◆ Items from a dataset
^^^^

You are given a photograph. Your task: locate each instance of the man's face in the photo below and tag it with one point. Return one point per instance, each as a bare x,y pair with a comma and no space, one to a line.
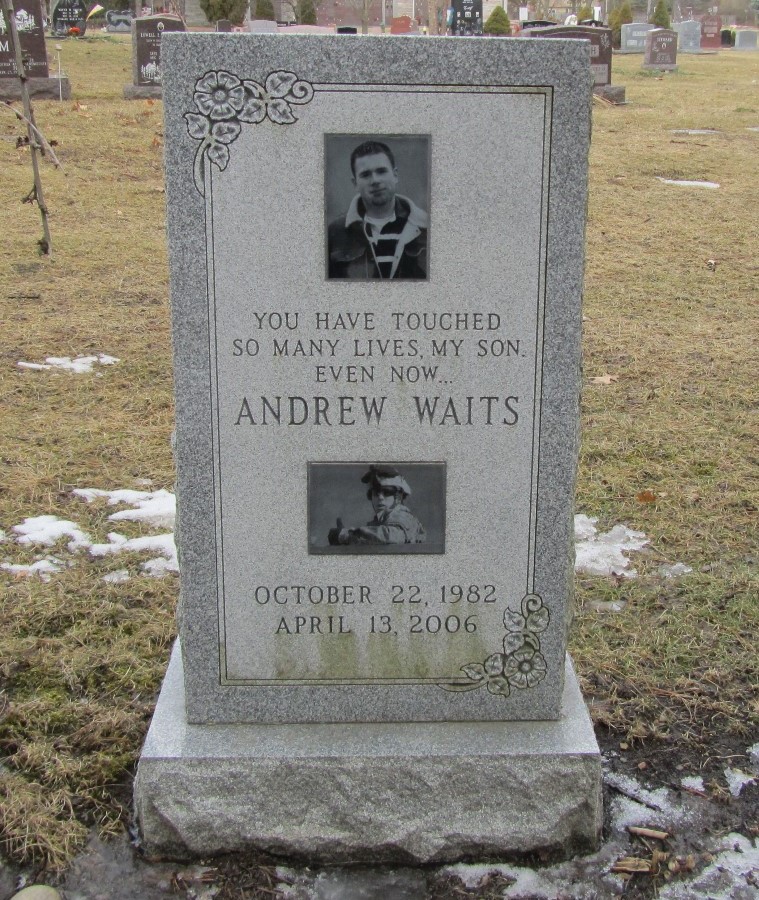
376,181
383,499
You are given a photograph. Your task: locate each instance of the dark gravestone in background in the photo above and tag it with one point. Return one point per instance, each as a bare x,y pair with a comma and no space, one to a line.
147,47
711,26
69,14
31,37
600,46
661,49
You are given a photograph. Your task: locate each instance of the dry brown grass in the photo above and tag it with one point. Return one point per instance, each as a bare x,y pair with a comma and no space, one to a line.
81,661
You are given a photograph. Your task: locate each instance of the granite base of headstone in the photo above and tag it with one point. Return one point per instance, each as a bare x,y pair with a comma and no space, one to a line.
147,71
369,793
661,50
31,35
372,662
746,39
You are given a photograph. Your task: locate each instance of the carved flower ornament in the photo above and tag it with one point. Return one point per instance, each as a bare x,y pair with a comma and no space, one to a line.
224,102
521,665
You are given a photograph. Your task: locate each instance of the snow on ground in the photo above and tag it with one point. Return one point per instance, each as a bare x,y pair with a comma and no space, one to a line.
737,780
732,875
78,366
48,530
156,508
681,183
603,554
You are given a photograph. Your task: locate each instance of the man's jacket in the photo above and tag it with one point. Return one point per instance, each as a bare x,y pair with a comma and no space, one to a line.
351,254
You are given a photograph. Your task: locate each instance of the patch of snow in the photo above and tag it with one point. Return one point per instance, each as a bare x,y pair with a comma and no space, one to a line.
693,782
161,543
78,366
118,577
732,875
675,570
156,508
603,554
44,567
681,183
737,780
48,530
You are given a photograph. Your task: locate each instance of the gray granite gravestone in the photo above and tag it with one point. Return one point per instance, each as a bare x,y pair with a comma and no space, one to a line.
634,36
746,39
375,484
711,28
147,68
31,35
688,36
661,50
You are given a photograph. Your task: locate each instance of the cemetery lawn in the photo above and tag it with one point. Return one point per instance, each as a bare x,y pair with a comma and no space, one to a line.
669,437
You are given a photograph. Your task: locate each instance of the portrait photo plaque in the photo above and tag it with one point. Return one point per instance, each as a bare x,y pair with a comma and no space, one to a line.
375,286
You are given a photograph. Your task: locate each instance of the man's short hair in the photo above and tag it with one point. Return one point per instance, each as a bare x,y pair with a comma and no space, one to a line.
367,149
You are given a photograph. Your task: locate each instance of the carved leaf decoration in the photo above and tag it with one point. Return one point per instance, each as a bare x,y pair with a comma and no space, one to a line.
197,126
280,113
513,621
474,671
225,132
253,110
538,620
500,686
279,84
512,642
218,154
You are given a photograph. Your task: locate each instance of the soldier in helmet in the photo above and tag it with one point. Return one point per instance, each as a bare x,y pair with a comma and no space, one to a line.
393,521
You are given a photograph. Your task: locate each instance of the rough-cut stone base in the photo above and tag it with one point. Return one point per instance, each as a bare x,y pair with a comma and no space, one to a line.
142,92
39,88
614,93
373,793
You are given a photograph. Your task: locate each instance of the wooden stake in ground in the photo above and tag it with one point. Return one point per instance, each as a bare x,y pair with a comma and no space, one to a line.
36,193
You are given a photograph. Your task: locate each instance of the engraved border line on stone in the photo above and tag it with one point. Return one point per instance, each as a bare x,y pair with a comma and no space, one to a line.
224,102
521,665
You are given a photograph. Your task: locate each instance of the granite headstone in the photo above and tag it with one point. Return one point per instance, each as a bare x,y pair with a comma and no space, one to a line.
147,70
31,35
68,15
711,27
375,484
661,50
688,36
633,38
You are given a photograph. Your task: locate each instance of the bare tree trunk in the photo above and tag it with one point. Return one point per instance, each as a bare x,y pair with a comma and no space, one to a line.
36,194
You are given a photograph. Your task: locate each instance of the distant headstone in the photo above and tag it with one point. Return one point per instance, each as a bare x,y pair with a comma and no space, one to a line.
262,26
661,50
376,484
147,70
467,17
31,35
745,39
118,22
634,36
688,36
600,46
69,14
711,27
402,25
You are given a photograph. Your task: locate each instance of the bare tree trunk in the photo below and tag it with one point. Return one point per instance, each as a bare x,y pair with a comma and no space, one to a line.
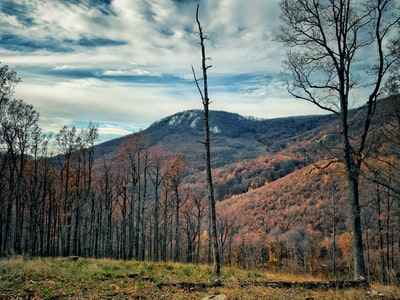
206,102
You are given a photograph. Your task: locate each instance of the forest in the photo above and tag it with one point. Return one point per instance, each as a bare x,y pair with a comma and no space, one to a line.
319,199
278,211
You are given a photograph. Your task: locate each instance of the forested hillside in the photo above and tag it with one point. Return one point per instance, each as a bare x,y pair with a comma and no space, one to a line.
143,196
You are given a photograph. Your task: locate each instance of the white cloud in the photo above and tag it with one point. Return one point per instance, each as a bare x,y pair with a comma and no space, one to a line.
145,39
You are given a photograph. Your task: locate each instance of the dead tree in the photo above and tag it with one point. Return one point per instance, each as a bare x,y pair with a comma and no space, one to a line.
206,101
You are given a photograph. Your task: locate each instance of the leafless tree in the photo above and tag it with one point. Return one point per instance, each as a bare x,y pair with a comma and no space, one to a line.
206,101
328,41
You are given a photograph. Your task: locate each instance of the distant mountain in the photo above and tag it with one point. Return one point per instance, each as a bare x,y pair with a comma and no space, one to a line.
247,152
234,138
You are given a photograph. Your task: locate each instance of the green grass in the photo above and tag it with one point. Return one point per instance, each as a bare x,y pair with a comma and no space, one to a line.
40,278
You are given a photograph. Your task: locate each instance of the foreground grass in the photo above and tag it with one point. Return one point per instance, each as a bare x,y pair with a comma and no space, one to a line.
60,278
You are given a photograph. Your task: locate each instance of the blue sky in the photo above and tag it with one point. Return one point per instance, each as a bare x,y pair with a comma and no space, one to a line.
125,64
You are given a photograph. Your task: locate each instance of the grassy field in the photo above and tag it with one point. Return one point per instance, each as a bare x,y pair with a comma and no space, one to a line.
62,278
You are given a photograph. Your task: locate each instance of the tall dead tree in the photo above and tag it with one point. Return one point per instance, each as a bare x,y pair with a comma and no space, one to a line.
328,42
206,101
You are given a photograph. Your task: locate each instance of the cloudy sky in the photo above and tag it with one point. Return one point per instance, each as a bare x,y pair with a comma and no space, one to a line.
125,64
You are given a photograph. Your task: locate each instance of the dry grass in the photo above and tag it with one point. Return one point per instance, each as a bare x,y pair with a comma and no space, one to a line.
50,278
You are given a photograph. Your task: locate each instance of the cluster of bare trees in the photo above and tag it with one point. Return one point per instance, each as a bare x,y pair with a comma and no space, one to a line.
326,39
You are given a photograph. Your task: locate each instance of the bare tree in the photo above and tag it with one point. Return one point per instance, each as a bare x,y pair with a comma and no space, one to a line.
327,38
206,101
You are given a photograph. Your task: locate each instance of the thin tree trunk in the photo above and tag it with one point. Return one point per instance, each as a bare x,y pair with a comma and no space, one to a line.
211,198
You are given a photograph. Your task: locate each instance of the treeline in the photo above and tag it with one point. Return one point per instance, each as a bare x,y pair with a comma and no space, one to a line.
56,199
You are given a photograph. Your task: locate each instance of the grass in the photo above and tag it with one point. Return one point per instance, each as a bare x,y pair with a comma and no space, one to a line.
50,278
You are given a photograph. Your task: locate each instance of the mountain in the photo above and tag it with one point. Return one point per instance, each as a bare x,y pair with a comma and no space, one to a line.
234,138
247,152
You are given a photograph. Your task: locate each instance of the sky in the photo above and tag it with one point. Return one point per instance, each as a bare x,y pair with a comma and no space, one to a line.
124,64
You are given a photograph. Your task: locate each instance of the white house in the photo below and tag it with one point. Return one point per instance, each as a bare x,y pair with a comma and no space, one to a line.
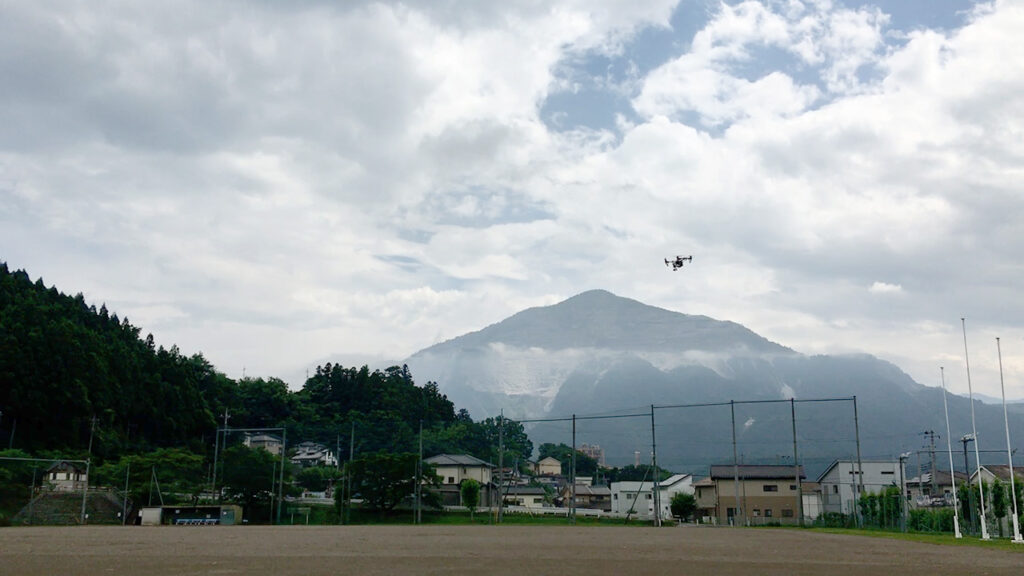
842,481
311,454
637,498
66,476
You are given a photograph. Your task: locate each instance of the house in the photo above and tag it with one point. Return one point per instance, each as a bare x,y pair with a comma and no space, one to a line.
548,466
587,496
267,442
633,498
528,496
309,454
922,492
454,468
766,494
842,482
677,484
68,477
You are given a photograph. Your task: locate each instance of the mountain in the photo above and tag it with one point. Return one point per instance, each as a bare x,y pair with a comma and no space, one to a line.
597,354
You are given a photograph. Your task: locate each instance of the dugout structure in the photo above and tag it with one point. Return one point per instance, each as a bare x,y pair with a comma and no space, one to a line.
227,515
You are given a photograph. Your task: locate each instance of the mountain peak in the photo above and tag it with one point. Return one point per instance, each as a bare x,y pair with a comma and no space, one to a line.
598,319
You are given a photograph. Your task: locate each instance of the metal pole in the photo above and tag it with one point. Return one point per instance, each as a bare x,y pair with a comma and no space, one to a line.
419,481
273,478
796,465
653,459
902,492
735,465
860,464
501,464
974,430
281,483
124,507
88,461
348,476
1010,452
572,477
949,446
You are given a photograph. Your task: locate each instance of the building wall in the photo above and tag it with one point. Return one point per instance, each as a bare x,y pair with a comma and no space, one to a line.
839,486
761,500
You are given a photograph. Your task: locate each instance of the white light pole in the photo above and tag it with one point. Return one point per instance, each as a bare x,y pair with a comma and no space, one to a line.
974,430
1010,452
949,446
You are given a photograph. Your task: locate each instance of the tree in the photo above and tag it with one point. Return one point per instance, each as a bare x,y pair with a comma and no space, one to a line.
470,490
683,505
383,480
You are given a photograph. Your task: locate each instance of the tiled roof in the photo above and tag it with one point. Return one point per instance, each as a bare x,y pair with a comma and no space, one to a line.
752,471
458,460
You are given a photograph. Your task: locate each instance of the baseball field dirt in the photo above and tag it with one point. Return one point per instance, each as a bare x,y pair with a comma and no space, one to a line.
478,549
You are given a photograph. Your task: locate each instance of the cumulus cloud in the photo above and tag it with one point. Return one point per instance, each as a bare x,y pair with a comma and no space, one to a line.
374,177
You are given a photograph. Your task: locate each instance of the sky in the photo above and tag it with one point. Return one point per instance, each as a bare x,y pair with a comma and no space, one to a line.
278,184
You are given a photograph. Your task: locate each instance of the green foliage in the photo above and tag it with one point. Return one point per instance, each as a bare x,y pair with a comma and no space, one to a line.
683,505
179,475
317,479
384,480
250,476
470,490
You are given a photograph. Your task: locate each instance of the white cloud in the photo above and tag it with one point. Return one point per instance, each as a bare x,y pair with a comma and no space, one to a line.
884,288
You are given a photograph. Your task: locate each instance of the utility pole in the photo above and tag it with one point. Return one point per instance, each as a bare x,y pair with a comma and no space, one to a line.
501,465
930,435
967,471
1010,452
796,465
974,432
949,448
735,466
653,459
572,477
348,475
88,461
902,491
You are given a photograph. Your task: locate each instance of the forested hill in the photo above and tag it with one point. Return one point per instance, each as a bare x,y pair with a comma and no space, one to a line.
62,362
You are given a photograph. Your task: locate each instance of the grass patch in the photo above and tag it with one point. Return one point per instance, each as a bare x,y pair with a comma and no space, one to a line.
926,538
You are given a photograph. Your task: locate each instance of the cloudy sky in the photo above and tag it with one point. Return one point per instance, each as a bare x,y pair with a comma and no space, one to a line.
280,183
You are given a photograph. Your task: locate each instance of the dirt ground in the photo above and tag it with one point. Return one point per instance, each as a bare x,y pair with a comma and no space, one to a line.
481,549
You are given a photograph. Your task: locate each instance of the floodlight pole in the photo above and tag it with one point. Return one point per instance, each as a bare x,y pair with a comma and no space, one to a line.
1010,453
949,447
653,459
796,465
902,491
860,464
974,430
735,466
572,477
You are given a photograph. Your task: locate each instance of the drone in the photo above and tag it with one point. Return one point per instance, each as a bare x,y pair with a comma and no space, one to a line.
678,262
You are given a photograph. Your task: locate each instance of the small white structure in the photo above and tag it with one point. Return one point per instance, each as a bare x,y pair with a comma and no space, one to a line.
841,483
68,477
309,454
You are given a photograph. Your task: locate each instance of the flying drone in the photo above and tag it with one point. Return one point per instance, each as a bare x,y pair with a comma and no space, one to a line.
678,262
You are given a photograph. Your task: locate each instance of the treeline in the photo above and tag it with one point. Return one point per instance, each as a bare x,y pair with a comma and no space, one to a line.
69,371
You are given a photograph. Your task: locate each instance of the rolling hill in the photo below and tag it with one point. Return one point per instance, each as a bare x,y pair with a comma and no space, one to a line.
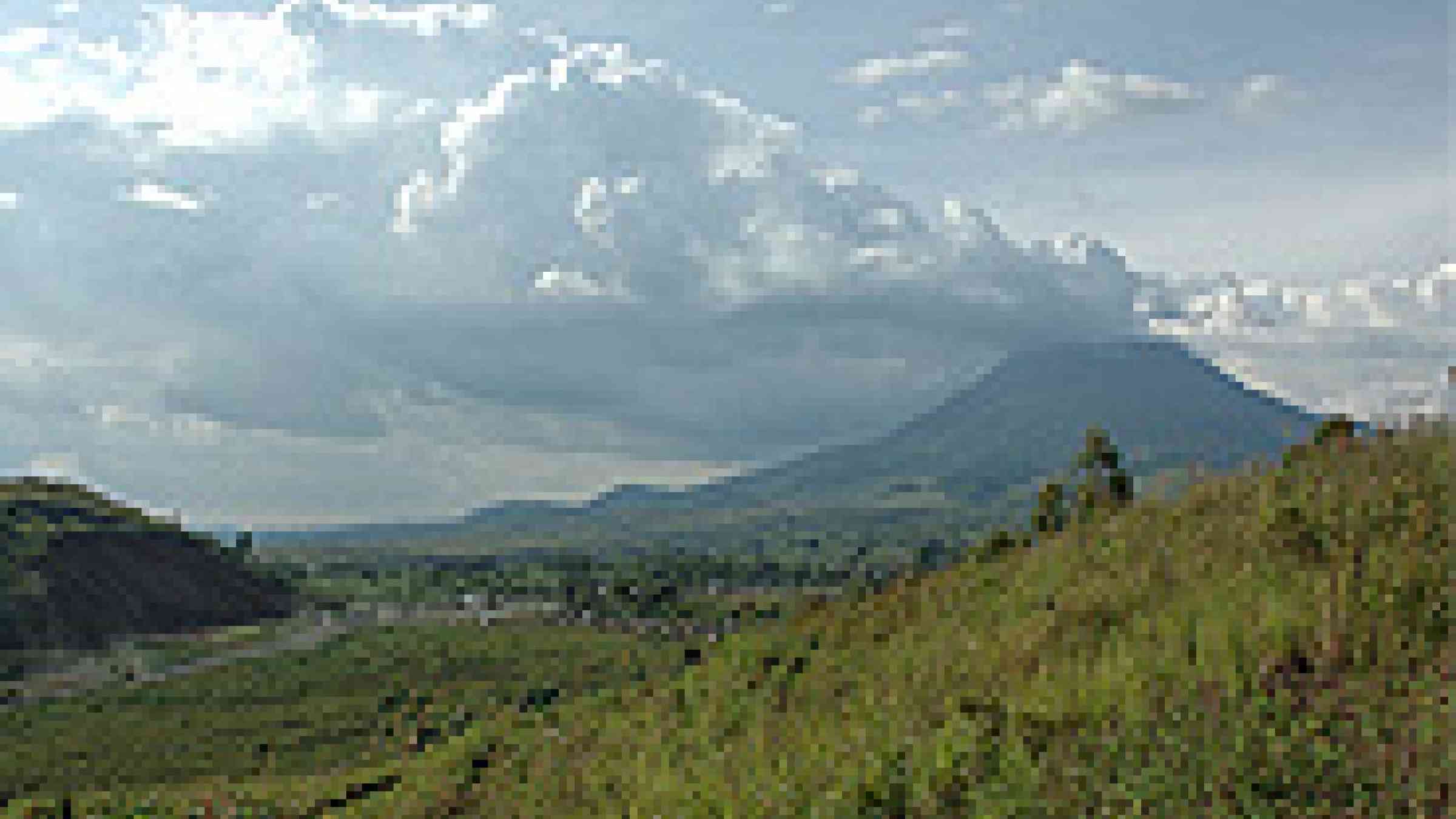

^^^^

◆ TASK DETAILS
Please return only the lines from the one holding "of the floodlight" through the end of the data, both ends included; do not copy any pictures.

◆ TASK SOLUTION
You are given a photograph. Your task: locate each instance of the floodlight pole in the photo above and tag it with one point. Return one point per instance, each as a bare x,y pair with a comma and no space, one to a line.
1010,453
949,447
653,459
796,465
902,491
860,464
974,430
735,466
572,477
You are given a photograph. Your task: locate each instance of the drone in the photo above and tag it with one point. Return one point per instance, each as a bare x,y pair with a comma and no space, one to a line.
678,262
You are given a photograph. Your task: locate each instance of the small white structure in the photo above and tag it with one point. Return one point per instance, each as a bare x,y pair with a comma and no space, one to a line.
841,483
68,477
309,454
You are given a photograph. Your task: locate each instance of the flying drone in the photo above and tag it with one point. Return one point per instance, each as a bare x,y pair with a comma and no space, one to a line.
678,262
You are given a photograph. Your task: locate each instance of the treeline in the photo above and tag it with one point. Return one point per instance, each as a bare x,y pair with a comma and no space, one to a line.
69,371
You are given a photograph. Your task: locate each instance of the rolling hill in the photo below and tag it with one point. Return one point per instance, each as a bare x,y pair with a comma and no space, one to a line.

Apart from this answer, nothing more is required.